** Polecenie **
Sformatuj jako dwukolumnowy plik CSV odcinek wierszy od początku aż po wiersz zawierający "91], [276, 118]]" włącznie. Kolumny mają się nazywać "tekst" i "odpowiedź", każda para ma trafić do osobnego wiersza CSV, a każde pole ma być w cudzysłowie, z podziałami linii zamienionymi na spacje i bez odwołań do obrazów.

** Dostarczone materiały **
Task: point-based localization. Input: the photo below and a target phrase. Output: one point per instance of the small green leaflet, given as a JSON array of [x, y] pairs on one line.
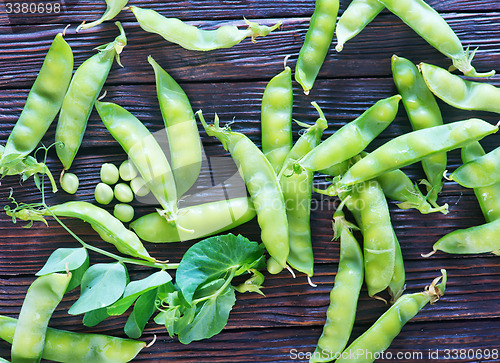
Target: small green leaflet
[[215, 257], [144, 308], [102, 284], [136, 288], [210, 318], [73, 257], [75, 260]]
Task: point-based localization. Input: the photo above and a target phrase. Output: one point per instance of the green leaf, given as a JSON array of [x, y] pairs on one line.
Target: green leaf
[[253, 284], [213, 258], [77, 275], [210, 318], [144, 308], [102, 285], [137, 288], [94, 317], [73, 258]]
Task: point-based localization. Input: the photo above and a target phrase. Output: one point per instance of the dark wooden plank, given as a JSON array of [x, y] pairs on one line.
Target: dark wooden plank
[[75, 11], [366, 56]]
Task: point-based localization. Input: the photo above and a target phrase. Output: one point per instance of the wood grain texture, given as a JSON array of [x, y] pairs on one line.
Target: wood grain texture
[[230, 82]]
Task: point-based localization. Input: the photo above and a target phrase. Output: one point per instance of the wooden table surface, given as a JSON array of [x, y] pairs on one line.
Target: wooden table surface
[[231, 82]]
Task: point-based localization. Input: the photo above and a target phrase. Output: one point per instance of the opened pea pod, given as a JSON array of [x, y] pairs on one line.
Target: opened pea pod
[[145, 153], [83, 91], [109, 228], [190, 37]]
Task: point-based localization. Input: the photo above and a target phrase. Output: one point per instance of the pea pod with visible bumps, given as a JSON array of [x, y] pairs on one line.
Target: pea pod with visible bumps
[[354, 19], [183, 136], [473, 240], [481, 172], [415, 146], [317, 42], [381, 334], [69, 347], [113, 8], [460, 93], [427, 23], [43, 102], [145, 153], [43, 296], [109, 228], [488, 197], [344, 296], [197, 221], [263, 186], [353, 137], [423, 111], [297, 191], [192, 38], [83, 91], [276, 118]]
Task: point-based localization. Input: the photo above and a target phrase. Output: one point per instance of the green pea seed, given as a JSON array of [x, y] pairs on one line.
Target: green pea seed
[[103, 193], [123, 193], [124, 212], [127, 171], [109, 173], [139, 187], [69, 183]]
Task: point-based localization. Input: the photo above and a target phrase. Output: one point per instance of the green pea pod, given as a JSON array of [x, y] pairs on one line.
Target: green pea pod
[[395, 184], [276, 118], [427, 23], [83, 91], [473, 240], [488, 197], [381, 334], [263, 186], [113, 8], [192, 38], [43, 102], [198, 221], [297, 191], [26, 167], [144, 151], [183, 136], [109, 228], [353, 20], [317, 42], [344, 296], [68, 347], [423, 111], [460, 93], [42, 298], [481, 172], [353, 137], [415, 146], [379, 239]]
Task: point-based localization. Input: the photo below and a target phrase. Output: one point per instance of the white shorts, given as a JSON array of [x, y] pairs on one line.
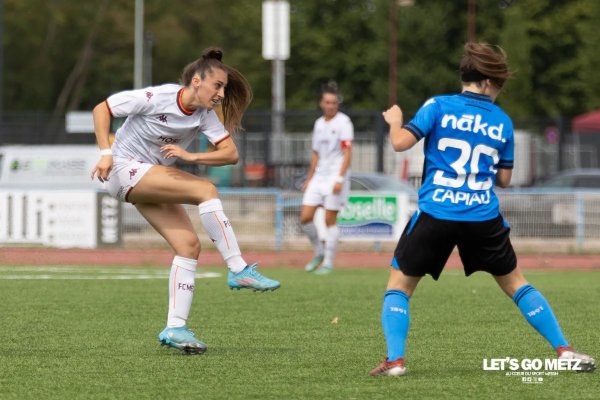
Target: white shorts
[[320, 193], [125, 174]]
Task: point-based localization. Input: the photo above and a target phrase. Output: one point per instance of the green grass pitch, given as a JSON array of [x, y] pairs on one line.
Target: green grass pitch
[[94, 336]]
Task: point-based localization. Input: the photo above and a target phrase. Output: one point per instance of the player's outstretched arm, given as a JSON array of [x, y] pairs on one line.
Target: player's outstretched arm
[[224, 154], [401, 138]]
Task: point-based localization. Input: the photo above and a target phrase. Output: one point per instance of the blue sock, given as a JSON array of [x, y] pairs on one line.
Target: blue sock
[[537, 312], [395, 321]]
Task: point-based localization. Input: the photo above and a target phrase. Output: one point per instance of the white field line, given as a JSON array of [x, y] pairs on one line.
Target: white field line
[[74, 273]]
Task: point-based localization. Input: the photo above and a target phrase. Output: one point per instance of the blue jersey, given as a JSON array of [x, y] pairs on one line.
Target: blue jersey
[[467, 138]]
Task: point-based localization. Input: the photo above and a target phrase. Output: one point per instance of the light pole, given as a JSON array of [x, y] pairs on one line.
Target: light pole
[[276, 47], [393, 49]]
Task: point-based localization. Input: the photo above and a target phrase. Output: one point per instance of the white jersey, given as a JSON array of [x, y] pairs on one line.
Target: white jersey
[[155, 117], [327, 142]]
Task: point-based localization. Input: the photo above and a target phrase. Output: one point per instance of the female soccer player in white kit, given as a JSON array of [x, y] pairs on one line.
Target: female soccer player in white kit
[[161, 122], [327, 184]]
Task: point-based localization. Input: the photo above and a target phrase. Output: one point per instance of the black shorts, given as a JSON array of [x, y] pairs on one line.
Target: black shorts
[[427, 242]]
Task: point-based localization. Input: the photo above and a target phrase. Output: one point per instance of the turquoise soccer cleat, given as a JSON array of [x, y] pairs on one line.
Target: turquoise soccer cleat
[[249, 278], [182, 339]]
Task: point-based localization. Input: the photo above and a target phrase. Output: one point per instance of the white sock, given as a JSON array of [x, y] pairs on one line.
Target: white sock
[[219, 230], [331, 242], [310, 229], [181, 290]]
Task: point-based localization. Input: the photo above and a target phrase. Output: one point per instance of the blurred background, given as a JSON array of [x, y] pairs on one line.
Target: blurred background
[[59, 58]]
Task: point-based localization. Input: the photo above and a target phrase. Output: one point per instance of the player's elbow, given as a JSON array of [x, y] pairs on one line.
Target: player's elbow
[[233, 156]]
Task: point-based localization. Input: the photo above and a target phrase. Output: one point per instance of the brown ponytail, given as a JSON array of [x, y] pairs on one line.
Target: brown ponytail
[[238, 92], [483, 61]]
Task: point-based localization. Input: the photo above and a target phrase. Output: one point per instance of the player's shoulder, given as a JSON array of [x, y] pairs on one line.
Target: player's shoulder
[[166, 88]]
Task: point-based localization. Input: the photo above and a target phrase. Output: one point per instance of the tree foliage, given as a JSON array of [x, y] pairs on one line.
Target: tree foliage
[[69, 54]]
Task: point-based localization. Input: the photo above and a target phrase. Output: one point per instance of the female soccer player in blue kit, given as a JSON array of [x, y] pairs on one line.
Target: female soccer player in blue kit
[[469, 147]]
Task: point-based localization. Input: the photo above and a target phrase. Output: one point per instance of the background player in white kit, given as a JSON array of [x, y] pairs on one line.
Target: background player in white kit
[[327, 184], [161, 122]]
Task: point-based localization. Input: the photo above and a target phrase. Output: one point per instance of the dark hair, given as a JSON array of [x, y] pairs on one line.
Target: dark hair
[[238, 92], [330, 88], [482, 61]]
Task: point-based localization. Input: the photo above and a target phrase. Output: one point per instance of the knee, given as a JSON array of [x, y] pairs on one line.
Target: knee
[[194, 249], [188, 249], [206, 191]]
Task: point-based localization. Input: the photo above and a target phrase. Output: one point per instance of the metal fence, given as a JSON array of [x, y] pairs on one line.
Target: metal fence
[[269, 218]]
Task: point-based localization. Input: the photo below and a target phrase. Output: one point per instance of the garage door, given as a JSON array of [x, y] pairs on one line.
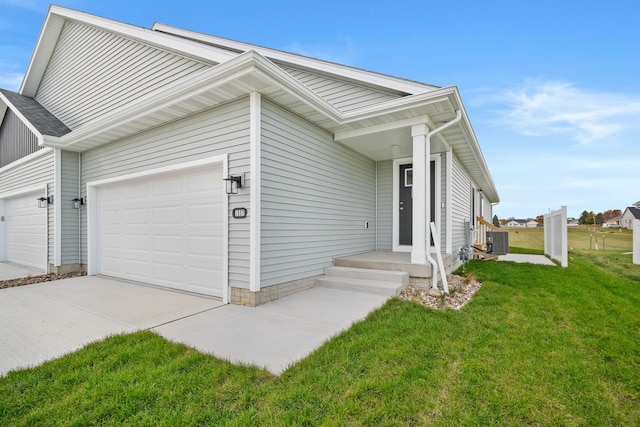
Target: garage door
[[25, 226], [165, 230]]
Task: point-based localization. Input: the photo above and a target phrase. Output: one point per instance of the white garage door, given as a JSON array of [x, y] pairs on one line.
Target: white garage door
[[165, 230], [25, 227]]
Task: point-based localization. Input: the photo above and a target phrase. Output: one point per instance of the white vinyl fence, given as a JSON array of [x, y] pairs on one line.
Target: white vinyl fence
[[636, 241], [555, 235]]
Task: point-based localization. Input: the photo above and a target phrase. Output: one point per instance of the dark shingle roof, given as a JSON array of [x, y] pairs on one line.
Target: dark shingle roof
[[45, 122]]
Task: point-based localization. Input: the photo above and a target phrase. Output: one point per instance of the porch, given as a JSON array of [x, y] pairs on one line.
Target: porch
[[390, 261]]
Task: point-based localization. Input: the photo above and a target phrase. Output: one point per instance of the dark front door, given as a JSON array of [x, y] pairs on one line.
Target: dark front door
[[406, 204]]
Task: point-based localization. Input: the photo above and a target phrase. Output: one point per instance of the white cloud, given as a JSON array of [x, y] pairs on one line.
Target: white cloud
[[346, 51], [543, 108]]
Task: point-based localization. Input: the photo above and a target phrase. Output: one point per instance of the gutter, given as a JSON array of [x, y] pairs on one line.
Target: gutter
[[430, 260]]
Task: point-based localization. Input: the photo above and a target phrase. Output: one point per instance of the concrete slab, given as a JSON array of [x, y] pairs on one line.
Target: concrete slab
[[46, 320], [10, 271], [276, 334], [522, 258]]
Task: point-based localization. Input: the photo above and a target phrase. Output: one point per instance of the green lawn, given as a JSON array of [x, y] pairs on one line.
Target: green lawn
[[538, 345]]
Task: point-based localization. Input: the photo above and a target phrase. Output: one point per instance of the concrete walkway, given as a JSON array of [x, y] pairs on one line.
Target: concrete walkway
[[522, 258], [44, 321]]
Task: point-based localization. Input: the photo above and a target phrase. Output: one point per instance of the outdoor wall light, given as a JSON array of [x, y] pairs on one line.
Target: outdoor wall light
[[233, 183], [77, 202], [43, 202]]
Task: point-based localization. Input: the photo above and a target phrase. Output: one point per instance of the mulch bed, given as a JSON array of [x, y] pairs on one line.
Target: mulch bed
[[30, 280]]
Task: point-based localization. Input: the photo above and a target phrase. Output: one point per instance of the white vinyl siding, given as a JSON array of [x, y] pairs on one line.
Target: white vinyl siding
[[223, 130], [16, 139], [93, 72], [316, 196], [461, 200], [385, 206], [31, 173], [70, 187], [341, 93]]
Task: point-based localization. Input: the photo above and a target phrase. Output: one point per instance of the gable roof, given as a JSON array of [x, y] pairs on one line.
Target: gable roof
[[237, 69], [282, 57], [33, 115]]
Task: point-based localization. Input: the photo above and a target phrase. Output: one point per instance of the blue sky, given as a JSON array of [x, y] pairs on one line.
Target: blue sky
[[552, 88]]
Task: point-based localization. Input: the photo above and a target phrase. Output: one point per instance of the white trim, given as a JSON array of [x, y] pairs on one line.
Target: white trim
[[437, 202], [396, 246], [370, 77], [449, 202], [25, 159], [93, 266], [43, 188], [437, 158], [22, 118], [255, 114], [54, 23], [57, 208]]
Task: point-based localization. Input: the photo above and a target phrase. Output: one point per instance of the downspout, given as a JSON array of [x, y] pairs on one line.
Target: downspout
[[80, 210], [430, 260]]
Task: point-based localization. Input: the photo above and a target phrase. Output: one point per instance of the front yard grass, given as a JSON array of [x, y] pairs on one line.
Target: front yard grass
[[538, 345]]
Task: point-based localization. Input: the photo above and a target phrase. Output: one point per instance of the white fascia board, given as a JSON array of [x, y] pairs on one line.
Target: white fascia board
[[244, 64], [370, 77], [54, 23], [22, 118], [491, 192]]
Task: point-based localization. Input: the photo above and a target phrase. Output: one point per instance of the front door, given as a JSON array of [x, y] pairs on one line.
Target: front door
[[406, 205], [405, 199]]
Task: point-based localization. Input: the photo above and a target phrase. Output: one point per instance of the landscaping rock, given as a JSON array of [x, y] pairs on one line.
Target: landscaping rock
[[30, 280], [461, 291]]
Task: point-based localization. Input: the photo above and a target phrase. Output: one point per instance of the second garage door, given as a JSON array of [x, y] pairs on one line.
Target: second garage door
[[25, 225], [165, 230]]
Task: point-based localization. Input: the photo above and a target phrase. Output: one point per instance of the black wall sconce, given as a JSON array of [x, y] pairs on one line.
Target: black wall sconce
[[77, 202], [233, 183], [43, 202]]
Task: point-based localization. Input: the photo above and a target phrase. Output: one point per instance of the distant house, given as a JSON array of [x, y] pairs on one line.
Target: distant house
[[613, 222], [629, 214]]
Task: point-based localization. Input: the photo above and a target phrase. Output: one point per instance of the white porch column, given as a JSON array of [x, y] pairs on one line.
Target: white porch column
[[421, 176]]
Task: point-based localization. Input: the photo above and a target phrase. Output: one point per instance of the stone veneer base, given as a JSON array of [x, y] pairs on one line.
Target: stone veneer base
[[246, 297]]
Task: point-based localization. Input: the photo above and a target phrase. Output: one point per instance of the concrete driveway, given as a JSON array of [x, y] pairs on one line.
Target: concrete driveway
[[44, 321]]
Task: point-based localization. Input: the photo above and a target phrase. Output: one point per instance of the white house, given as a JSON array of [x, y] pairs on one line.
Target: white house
[[629, 214], [117, 150]]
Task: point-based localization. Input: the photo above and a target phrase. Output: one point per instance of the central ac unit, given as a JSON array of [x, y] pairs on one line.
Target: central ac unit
[[498, 242]]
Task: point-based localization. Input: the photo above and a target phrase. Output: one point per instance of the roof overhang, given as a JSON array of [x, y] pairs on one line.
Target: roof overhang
[[58, 16]]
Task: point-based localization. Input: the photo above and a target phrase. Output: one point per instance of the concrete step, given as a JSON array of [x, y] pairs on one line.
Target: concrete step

** Pełna odpowiedź **
tekst,odpowiedź
"Task: point-based localization. Input: the photo below and a target phrase. Output: one point per instance of the small green leaflet, given as a JSON array of [x, y] pairs on one line. Target: small green leaflet","[[215, 257], [144, 308], [102, 284], [136, 288], [210, 318], [73, 257], [75, 260]]"
"Task: point-based localization. Input: the photo above and a target phrase. Output: one point per instance of the green leaf, given as a JSON array of [x, y] pairs on one line. Target: green leaf","[[253, 284], [213, 258], [77, 275], [210, 318], [144, 308], [102, 285], [137, 288], [94, 317], [73, 258]]"
"Task: point-based localization. Input: the photo above and a target phrase. Output: one point per instance of the dark wooden plank, given as a JSON array of [x, y] pairs on one line. Target: dark wooden plank","[[75, 11], [366, 56]]"
"Task: point-based localization. Input: the photo above and a target phrase. Output: one point per instance of the wood grain texture, given as a JSON array of [x, y] pairs on one line. Target: wood grain texture","[[230, 82]]"
"Task: point-based localization. Input: the photo above and a target phrase. Output: one point per instance of the wooden table surface, given as a JSON array of [x, y] pairs on one line. Target: wooden table surface","[[231, 82]]"
"Task: point-based localization. Input: the photo above and a target phrase. Output: one point per instance of the opened pea pod, given as a JSON array of [x, y] pairs on one line. Target: opened pea pod","[[145, 153], [83, 91], [109, 228], [190, 37]]"
"Task: point-based localization. Input: the photo above and a target phrase. Output: one point per instance of the pea pod with visible bumps, given as a JSON array of [x, y] pairs on one line. Target: pea pod with visible bumps","[[354, 19], [183, 136], [473, 240], [481, 172], [415, 146], [317, 42], [381, 334], [69, 347], [113, 8], [460, 93], [427, 23], [43, 102], [145, 153], [43, 296], [109, 228], [488, 197], [344, 296], [197, 221], [263, 186], [353, 137], [423, 111], [297, 191], [192, 38], [83, 91], [276, 118]]"